==== Source passage

This conversation between Crusty Juggler #2 & John is a fantastic microcosm of the internet. Two people just talking past each other. To be fair to Crusty, he quoted to the portion of the text that his posts were about. But pretty funny conversation to say the least.
a man who thinks that Islam in itself is a subversive force and that the Muslim Brotherhood is trying to turn America into a caliphate
Hoping the usual suspects offer their concurring opinions.
A man who thinks that Islam in itself is a subversive force and that the Muslim Brotherhood is trying to turn America into a caliphate
Sounds familiar. Does Gaffney post here?
Forget to hop handles?
The squirrelzz got me. Note how much funnier my post is by misspelling "squirrels."
Two points.
(1) McCarthy was right in most of his accusations. Unless you are one of those people who refuses to believe Alger Hiss was totally not a communist spy, despite the evidence that we now know. Not defending McCarthy or his methods, but to suggest that accusations made by McCarthy were all paranoid delusions is counter-factual.
(2) I'm not sure what you are defining as 'grass root conservative', but I have never seen this guy's name mentioned in any center right publication (I'm not sure about Brietbart, as I've never read that). Your presumption that Gaffney's ideas is what explains fear of Muslims is all based on feelz. You don't think that terrorist attacks in Europe and the US are far more persuasive that what some nobody says?
I love people who think "based on feelz" is some kind of argument against something.
You know your whole post was made based on your feelz, right?
It's a McCarthy apologist. What more can you say? He's using material from Limbaugh,Savage and Levin for Chrissake.
Hail Rataxes|3.21.17 @ 1:26PM|#
"I love people who think "based on feelz" is some kind of argument against something."
Far better than a supposed argument based on nothing other than your ignorance.
McCarthy was right in most of his accusations. Unless you are one of those people who refuses to believe Alger Hiss was totally not a communist spy, despite the evidence that we now know.
You appear to have confused Joseph McCarthy with Whittaker Chambers.
Your presumption that Gaffney's ideas is what explains fear of Muslims
I did not argue that Gaffney's ideas explain the fear of Muslims. I'd say the causality flows the other way. (Though obviously, to the extent that Gaffney is influential he has intensified that fear.)
I did not confuse to the two. I was using the His case as an example of people who refuse to accept reality.
You should read the NYT piece written in the 90's that showed that, after the release of declassified government documents it was shown that McCarthy was not making wild accusations after all.
http://www.nytimes.com/books/f.....arthy.html
In what way is Gaffney influential? That seems like a paranoid assertion
You should read the NYT piece written in the 90's that showed that, after the release of declassified government documents it was shown that McCarthy was not making wild accusations after all.
My thoughts on the various left-wing and right-wing myths of the McCarthy era are in this post (also linked above). IIRC there was some further explication/debate in the comment thread.
In what way is Gaffney influential? That seems like a paranoid assertion
Beinart makes the case that he is. Here is an excerpt:
There's more, but I ran into the cap on comment length. Click through & you'll see.
I am going to go out on a limb Jesse and say that the actions of Muslims themselves in committing multiple acts of terror against Americans has done more to cause the public to conclude Islam is incompatible with a free society than some guy that I doubt a thousand people have even heard of has done.
Seriously, do you really think that people have become suspicious of Islam because of obscure conspiracy theorists? Isn't it possible that things like watching the news might have contributed more?

========
==== Information provided

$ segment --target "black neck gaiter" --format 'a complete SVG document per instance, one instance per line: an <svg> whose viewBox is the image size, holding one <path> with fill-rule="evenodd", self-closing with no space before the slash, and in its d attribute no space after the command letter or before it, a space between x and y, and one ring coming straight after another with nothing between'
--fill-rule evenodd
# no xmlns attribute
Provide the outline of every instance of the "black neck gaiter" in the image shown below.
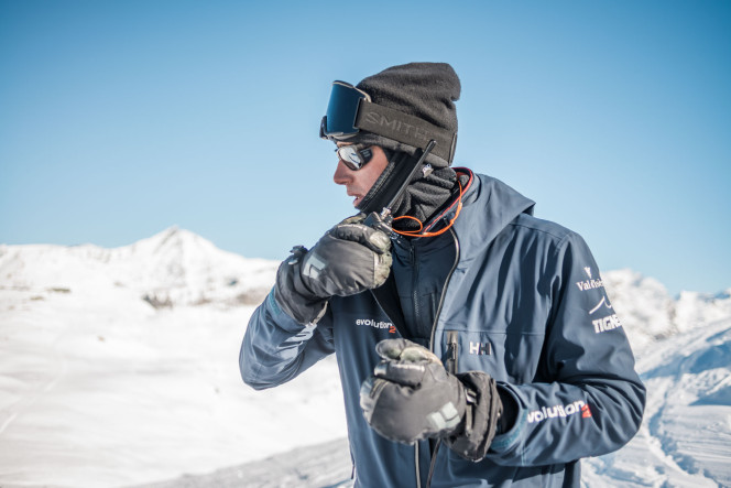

========

Task:
Print the comment thread word for word, from "It's a McCarthy" up to and including "intensified that fear.)". The listing is separate material and is not related to the comment thread.

Written response:
It's a McCarthy apologist. What more can you say? He's using material from Limbaugh,Savage and Levin for Chrissake.
Hail Rataxes|3.21.17 @ 1:26PM|#
"I love people who think "based on feelz" is some kind of argument against something."
Far better than a supposed argument based on nothing other than your ignorance.
McCarthy was right in most of his accusations. Unless you are one of those people who refuses to believe Alger Hiss was totally not a communist spy, despite the evidence that we now know.
You appear to have confused Joseph McCarthy with Whittaker Chambers.
Your presumption that Gaffney's ideas is what explains fear of Muslims
I did not argue that Gaffney's ideas explain the fear of Muslims. I'd say the causality flows the other way. (Though obviously, to the extent that Gaffney is influential he has intensified that fear.)